→ **Tasks to perform**
**A.** Rewrite the part of the passage on Rim creeks and drought that opens with the words containing "Creeks flowing off" and closes with "water use restrictions.", using "snow cover" wherever "snowpack" appears.
**B.** Continue the passage on Rim creeks and drought from its last sentence.

→ **Given text**
Creeks flowing off the Rim have subsided to about three-quarters of their normal flow for this time of the year, despite the deeper than normal snowpack this winter.

Still, groundwater well levels remain high, with significant increases over the winter months. Moreover, none of the water companies in the area have yet imposed water use restrictions.

But rainfall levels half of normal since January and dwindling stream flows could create localized shortages in the months to come.

The dusty dry spring has underscored the capricious nature of rainfall in the southwest and the lurking threat of drought, already demonstrated by studies of rainfall patterns over the past 500 years. Studies based on the growth rings of trees have revealed repeated droughts, including 10- to 30-year periods with average rainfall only about half of the historic average. Climate experts fear such droughts could become more severe and last longer, as a result of global temperature increases linked to the effect of pollutants on the atmosphere. The past decade has included some of the hottest, driest years on record.

→ **Information shown**
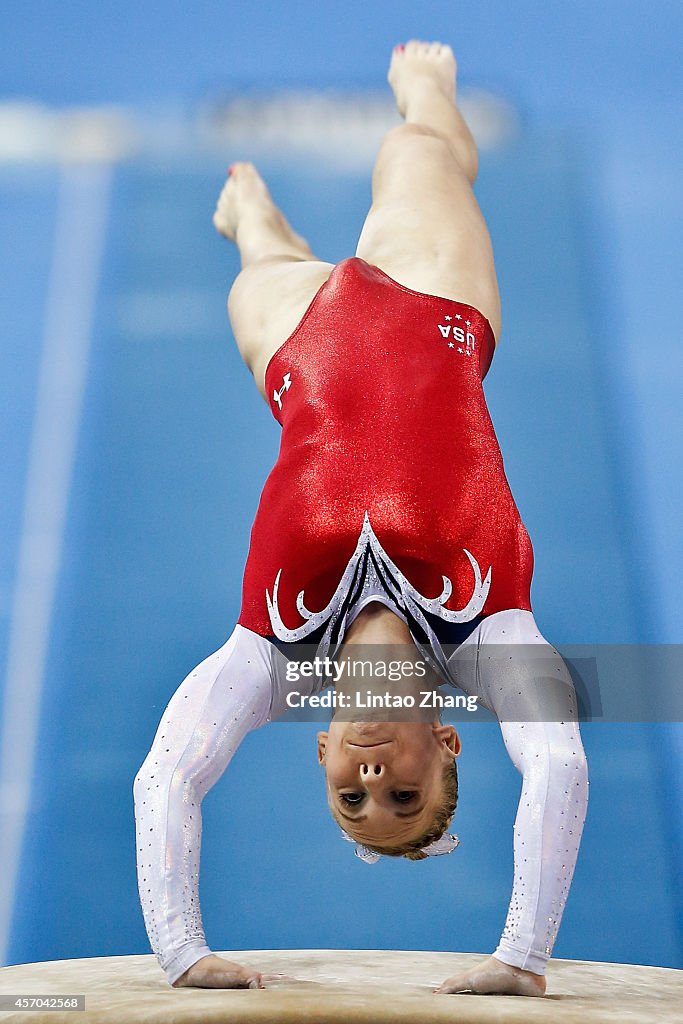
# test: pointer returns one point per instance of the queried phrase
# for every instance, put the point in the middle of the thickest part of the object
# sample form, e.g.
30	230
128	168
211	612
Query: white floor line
79	242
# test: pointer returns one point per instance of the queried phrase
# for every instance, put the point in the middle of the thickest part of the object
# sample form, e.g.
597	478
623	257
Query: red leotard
387	443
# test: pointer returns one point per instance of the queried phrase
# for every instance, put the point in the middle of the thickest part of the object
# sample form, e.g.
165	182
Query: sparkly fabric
385	426
242	686
389	485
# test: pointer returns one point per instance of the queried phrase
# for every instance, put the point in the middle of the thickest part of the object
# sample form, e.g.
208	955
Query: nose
372	772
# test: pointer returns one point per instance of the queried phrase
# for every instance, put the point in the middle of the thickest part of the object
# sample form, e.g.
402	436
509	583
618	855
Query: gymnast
387	519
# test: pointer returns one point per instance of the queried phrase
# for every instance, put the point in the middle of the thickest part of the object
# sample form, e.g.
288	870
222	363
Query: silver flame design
393	581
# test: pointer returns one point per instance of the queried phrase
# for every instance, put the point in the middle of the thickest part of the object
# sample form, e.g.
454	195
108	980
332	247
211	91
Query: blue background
173	444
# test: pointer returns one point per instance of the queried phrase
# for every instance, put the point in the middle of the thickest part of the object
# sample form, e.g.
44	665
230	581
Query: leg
280	274
425	227
221	699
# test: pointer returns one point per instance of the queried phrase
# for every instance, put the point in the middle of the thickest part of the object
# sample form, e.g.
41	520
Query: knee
407	144
409	137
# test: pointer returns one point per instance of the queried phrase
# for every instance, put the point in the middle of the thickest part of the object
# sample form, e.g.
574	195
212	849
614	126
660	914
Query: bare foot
216	972
493	977
245	201
417	65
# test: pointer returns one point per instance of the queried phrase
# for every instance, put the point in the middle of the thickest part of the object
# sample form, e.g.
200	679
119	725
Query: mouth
382	742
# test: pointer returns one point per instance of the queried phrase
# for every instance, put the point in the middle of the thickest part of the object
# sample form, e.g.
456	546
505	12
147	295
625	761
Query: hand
493	977
215	972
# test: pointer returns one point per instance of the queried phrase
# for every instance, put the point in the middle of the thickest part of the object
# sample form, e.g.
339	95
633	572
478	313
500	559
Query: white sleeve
522	679
219	701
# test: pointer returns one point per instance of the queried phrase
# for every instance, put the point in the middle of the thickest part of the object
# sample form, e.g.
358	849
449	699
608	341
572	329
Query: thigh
267	301
425	227
516	673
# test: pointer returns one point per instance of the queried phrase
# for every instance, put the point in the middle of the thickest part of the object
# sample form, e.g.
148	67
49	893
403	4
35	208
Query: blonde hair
446	808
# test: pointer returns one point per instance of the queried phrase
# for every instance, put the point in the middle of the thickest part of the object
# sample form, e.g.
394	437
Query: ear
322	747
447	735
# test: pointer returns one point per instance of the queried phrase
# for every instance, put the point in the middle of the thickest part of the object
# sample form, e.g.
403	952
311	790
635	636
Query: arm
206	720
522	679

→ **Exercise responses**
**A.**
Creeks flowing off the Rim have subsided to about three-quarters of their normal flow for this time of the year, despite the deeper than normal snow cover this winter.

Still, groundwater well levels remain high, with significant increases over the winter months. Moreover, none of the water companies in the area have yet imposed water use restrictions.

**B.**
Certainly, the abrupt change in rainfall starting in January made the point painfully clear.

For instance, this week the Salt River at Roosevelt Lake carried 689 cubic feet per second, about 77 percent of normal, according to Salt River Project gauges.

Tonto Creek was doing a little better, with 27 cubic feet per second — about 88 percent of normal.

However, the Verde River had dwindled to 79 percent of normal, with a flow of 79 cubic feet per second at Triangle.

SRP doesn’t separately monitor the East Verde before it merges with the main stem of the Verde near Childs, but stream levels outside of Payson have dropped in the past several days.

A bone-dry spring seems to have overwhelmed the effect of a wet winter and a deeper-than-normal snowpack.

Between January and the end of April, Payson recorded just 3.75 inches of rain — compared to a 30-year average of 7.35 inches. In April, the area got just a trace of rain — about a third of an inch. Usually, Payson gets more than an inch of rain in April.

The succession of big winter storms both this year and last did provide enough runoff to fill key reservoirs, some of which had been nearly emptied by the region’s decade-long drought.

As of Monday, Roosevelt Lake was still 99 percent full, with about 2 million acre-feet in storage.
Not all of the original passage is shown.